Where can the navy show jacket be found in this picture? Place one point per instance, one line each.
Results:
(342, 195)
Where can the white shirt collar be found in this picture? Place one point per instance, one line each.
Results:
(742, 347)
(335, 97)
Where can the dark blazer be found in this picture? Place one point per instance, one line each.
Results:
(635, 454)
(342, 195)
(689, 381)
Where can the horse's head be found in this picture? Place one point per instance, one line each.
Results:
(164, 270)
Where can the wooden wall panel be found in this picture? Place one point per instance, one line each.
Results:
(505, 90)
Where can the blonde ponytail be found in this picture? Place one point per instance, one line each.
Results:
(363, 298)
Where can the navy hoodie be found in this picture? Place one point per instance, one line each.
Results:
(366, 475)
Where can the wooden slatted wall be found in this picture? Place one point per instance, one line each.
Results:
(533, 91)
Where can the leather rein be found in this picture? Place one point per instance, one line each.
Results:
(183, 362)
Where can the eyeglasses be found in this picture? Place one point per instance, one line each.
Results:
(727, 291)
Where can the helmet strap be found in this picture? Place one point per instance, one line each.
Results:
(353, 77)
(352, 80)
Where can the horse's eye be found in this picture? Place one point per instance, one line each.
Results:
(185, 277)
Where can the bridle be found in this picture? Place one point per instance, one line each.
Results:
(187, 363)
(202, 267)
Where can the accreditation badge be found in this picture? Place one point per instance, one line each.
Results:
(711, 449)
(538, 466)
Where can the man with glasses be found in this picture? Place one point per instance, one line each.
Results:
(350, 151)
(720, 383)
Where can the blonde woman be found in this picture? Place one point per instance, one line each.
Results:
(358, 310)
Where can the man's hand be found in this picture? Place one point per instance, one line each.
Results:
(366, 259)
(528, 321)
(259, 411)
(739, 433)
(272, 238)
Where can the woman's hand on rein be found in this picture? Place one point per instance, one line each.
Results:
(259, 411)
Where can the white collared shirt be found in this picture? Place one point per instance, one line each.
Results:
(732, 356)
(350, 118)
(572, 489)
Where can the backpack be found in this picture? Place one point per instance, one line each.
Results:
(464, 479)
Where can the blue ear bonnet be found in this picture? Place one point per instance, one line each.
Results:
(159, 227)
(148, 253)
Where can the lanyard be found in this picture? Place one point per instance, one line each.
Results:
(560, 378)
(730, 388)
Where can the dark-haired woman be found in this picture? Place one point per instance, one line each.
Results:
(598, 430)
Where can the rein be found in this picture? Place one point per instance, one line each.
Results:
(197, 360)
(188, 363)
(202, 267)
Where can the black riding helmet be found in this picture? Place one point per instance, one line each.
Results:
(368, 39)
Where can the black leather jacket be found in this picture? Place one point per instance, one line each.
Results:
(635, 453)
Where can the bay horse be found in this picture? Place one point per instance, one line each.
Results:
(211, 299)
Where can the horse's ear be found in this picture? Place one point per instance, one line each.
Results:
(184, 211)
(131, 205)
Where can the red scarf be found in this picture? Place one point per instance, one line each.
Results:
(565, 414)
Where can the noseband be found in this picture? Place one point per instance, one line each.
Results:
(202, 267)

* * *

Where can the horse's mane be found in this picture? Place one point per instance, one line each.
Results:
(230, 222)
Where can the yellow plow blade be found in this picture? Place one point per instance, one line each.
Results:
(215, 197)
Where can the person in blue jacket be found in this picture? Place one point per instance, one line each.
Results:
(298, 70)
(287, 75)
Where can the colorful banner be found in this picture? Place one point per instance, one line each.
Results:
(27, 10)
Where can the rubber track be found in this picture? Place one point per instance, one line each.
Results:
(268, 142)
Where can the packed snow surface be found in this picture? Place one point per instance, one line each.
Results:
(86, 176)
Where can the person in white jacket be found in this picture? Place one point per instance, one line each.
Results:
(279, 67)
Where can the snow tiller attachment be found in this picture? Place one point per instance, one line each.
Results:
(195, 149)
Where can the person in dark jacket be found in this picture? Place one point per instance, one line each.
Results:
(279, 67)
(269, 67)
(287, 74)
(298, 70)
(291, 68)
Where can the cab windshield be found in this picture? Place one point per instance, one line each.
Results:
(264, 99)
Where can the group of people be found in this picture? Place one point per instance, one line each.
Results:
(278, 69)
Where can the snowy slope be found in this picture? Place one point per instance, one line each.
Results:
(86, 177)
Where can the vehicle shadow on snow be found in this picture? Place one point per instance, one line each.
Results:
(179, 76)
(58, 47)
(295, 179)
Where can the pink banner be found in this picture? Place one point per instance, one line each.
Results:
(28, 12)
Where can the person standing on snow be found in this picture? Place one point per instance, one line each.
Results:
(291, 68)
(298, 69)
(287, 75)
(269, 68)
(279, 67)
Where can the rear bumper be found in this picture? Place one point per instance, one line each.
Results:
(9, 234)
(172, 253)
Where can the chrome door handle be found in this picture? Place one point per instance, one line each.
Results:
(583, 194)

---

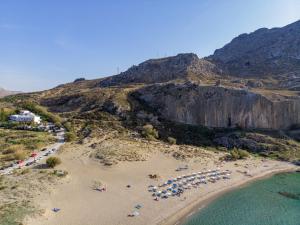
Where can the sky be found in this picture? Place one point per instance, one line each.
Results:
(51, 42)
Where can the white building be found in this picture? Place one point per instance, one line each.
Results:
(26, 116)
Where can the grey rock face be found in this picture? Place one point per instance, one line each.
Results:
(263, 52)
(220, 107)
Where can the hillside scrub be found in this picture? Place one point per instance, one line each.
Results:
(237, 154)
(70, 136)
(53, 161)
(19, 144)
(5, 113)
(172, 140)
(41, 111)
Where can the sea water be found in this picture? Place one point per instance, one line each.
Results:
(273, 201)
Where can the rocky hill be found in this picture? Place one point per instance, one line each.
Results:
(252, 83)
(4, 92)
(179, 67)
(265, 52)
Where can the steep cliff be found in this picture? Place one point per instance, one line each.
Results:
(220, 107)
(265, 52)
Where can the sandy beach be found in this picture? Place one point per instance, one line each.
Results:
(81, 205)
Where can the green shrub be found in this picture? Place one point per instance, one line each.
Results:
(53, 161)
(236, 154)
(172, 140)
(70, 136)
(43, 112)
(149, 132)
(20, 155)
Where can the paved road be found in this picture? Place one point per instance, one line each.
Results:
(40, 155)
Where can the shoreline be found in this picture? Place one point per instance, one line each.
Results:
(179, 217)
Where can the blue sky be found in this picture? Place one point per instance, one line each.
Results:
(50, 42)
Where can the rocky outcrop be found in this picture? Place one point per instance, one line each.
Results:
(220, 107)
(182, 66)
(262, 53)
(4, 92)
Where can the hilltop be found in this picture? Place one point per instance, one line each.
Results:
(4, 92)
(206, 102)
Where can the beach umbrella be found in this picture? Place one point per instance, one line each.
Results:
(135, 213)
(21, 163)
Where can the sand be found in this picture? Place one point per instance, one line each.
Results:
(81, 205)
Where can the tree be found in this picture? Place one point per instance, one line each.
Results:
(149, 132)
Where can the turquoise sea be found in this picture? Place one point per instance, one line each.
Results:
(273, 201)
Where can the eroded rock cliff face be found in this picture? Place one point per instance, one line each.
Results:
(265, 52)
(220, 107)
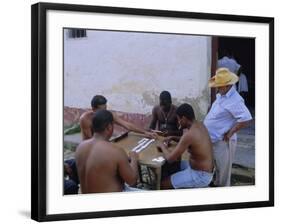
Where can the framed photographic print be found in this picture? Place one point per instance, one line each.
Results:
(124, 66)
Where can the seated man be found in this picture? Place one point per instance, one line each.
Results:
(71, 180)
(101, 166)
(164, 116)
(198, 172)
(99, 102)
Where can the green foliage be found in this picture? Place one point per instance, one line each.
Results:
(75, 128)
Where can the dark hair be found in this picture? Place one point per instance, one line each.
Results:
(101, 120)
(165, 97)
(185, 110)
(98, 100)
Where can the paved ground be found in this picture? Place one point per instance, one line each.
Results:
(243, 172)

* [Directions for this task]
Copy the lines that hold the word "leather". Take them from the records above.

* [Solution below]
Where can the leather rein be found in this picture? Place one point per instance, one line each.
Where can the black leather jacket be found in this picture? Place one point per instance, one line each.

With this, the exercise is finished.